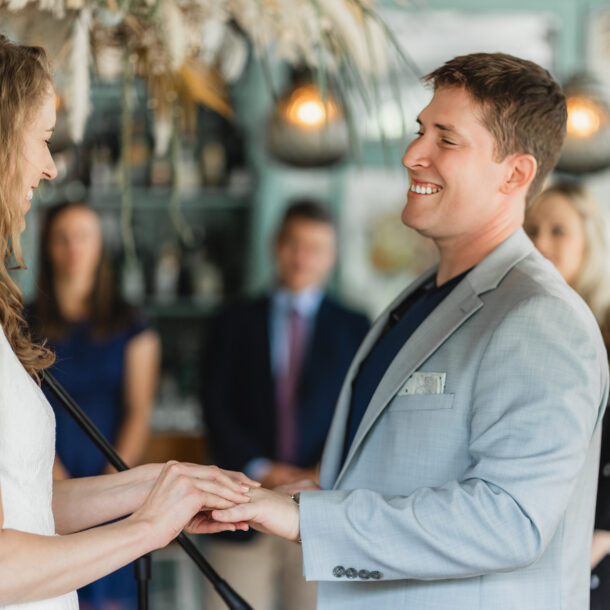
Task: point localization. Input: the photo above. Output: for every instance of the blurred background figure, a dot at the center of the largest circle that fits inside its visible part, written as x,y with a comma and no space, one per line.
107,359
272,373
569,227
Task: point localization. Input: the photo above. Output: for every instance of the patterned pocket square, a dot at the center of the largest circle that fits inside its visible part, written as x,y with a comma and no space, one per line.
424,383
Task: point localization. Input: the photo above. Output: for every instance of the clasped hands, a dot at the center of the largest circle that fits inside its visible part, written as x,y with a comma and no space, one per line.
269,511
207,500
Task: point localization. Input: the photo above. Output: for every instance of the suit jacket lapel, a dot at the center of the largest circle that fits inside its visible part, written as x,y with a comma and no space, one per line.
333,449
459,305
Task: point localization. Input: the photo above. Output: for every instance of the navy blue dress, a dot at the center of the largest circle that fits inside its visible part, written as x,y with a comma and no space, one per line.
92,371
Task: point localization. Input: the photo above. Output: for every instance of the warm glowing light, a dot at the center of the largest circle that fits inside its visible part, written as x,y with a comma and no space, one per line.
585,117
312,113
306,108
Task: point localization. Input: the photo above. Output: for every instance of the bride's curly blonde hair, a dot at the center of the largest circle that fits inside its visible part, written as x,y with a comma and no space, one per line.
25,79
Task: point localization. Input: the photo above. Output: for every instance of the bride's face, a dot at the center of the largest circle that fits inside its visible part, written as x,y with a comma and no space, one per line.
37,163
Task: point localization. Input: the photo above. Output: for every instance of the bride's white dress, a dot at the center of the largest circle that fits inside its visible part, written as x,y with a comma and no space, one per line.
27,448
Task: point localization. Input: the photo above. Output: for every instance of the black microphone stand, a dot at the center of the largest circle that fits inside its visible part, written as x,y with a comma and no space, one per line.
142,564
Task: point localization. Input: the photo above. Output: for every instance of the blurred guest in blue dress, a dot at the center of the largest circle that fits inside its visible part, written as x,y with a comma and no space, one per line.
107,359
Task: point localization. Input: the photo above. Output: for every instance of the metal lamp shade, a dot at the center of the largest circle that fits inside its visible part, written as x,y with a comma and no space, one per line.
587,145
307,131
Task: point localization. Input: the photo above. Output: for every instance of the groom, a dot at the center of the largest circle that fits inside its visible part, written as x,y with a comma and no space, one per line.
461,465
+---+
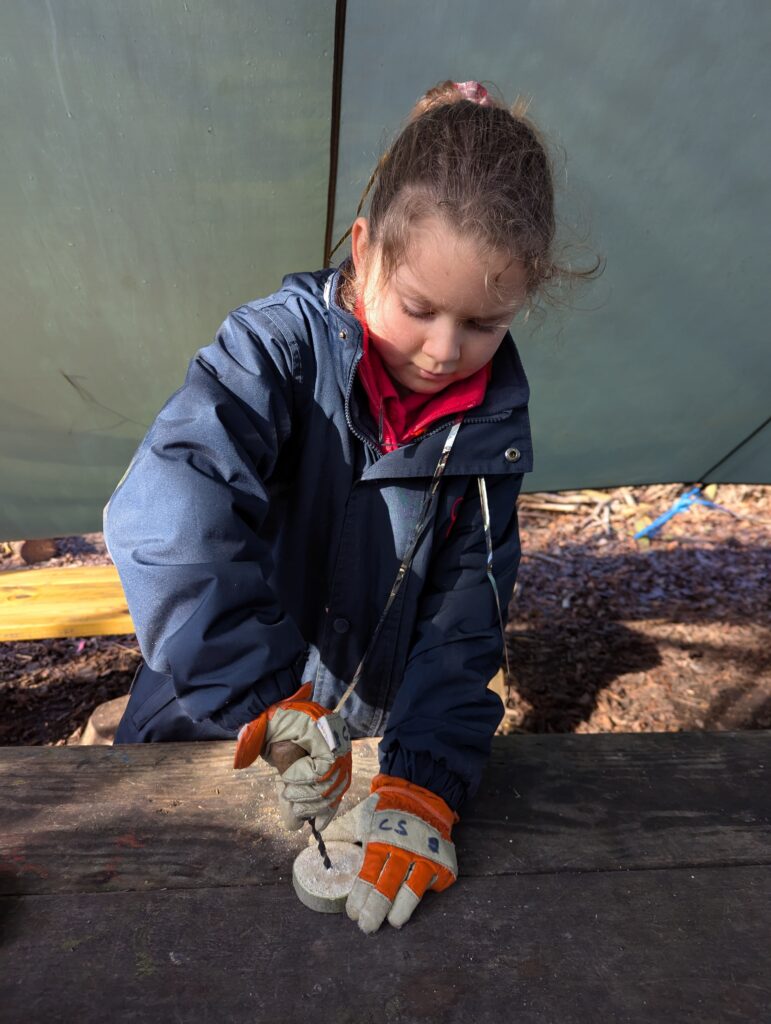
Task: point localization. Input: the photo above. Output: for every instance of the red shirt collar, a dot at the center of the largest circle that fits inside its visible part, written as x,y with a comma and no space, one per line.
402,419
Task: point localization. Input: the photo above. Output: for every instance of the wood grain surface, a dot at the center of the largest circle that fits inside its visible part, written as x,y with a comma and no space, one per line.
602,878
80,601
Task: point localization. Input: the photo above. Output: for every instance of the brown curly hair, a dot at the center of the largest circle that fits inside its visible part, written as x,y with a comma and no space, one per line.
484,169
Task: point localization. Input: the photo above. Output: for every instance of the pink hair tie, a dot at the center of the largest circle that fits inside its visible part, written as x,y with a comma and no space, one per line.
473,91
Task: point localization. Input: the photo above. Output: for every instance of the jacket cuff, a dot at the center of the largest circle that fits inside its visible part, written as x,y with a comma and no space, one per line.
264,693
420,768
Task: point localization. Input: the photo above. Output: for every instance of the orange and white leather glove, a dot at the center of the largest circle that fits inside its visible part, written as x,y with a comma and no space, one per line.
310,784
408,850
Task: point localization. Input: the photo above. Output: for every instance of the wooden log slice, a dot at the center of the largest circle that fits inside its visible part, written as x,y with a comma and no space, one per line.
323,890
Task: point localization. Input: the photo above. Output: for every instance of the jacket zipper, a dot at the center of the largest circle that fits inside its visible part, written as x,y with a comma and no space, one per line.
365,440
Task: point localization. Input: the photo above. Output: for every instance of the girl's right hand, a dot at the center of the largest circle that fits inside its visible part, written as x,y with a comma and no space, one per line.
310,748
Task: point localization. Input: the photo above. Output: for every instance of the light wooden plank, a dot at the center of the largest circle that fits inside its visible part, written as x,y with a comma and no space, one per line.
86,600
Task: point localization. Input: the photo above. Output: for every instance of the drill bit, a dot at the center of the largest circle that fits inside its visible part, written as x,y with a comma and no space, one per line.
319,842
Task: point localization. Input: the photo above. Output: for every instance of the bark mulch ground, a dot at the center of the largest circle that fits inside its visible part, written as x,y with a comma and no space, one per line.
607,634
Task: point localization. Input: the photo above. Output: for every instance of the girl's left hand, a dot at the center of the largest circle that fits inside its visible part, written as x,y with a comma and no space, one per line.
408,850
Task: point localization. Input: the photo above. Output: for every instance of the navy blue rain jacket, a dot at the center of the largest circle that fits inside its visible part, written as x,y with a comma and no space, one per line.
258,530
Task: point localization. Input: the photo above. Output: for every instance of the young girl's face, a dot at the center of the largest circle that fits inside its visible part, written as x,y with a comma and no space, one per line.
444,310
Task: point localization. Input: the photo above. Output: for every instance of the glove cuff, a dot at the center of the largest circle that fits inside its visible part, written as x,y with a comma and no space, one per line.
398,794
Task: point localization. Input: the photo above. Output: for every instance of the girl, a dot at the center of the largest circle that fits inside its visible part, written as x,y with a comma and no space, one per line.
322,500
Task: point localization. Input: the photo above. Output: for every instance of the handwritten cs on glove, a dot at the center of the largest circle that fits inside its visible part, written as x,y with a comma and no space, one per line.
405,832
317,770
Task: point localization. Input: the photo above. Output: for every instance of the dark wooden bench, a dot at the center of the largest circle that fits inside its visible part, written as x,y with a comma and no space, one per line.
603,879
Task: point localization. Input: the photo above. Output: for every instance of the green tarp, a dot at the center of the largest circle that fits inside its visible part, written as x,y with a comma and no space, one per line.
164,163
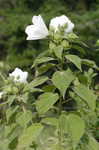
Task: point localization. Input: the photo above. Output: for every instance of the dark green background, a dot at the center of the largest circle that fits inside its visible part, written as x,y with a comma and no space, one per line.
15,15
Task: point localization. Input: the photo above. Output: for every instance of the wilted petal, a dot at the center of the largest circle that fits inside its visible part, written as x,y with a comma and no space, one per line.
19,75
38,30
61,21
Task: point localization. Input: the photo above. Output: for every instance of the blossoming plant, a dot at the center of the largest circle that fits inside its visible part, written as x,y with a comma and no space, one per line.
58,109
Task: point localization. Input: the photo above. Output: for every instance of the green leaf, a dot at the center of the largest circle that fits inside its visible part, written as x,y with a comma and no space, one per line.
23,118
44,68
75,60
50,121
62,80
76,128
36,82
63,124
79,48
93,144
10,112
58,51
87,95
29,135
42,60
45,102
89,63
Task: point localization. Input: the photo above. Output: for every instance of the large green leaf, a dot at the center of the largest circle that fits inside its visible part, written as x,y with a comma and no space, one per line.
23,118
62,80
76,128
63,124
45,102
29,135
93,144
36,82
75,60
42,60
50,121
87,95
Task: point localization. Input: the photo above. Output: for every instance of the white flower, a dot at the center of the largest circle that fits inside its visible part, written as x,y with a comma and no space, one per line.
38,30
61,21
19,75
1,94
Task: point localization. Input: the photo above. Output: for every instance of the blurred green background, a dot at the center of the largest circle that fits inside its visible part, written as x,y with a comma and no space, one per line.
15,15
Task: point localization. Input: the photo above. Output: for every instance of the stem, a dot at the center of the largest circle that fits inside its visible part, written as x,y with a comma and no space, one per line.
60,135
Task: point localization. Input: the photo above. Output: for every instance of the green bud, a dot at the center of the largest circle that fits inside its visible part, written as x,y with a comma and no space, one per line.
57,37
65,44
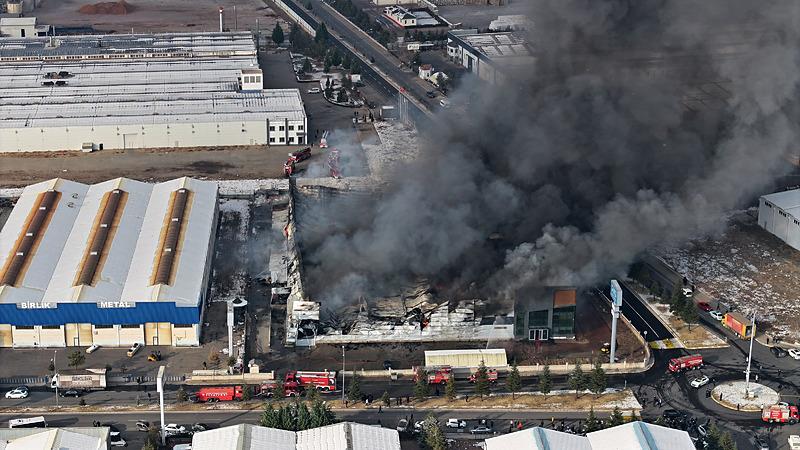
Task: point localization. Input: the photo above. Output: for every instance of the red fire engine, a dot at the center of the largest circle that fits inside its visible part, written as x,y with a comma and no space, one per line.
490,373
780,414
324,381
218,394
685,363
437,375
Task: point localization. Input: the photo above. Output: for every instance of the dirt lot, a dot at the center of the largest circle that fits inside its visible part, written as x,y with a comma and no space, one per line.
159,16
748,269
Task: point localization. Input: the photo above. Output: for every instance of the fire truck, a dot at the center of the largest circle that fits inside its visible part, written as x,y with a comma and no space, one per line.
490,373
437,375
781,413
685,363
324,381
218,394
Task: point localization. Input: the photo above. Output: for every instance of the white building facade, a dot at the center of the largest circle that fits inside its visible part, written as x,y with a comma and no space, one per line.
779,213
+---+
» **Brief**
Locate each line in the data above that contains the string “curly” and copy those lines out in full.

» **Solution for this task**
Task: point localization. Input: the photo above. Output: for every instance of the bride's curly blonde hair, a dot at the center of the largest circle that fits inside its visible part, written as x,y with a comma and no space, one per line.
Task: point localization. Input: the photo above. Output: for every instance of the brown curly hair, a dot at the center of the largest circle that fits inside its visible part, written as x,y with a comma and no space, one per line.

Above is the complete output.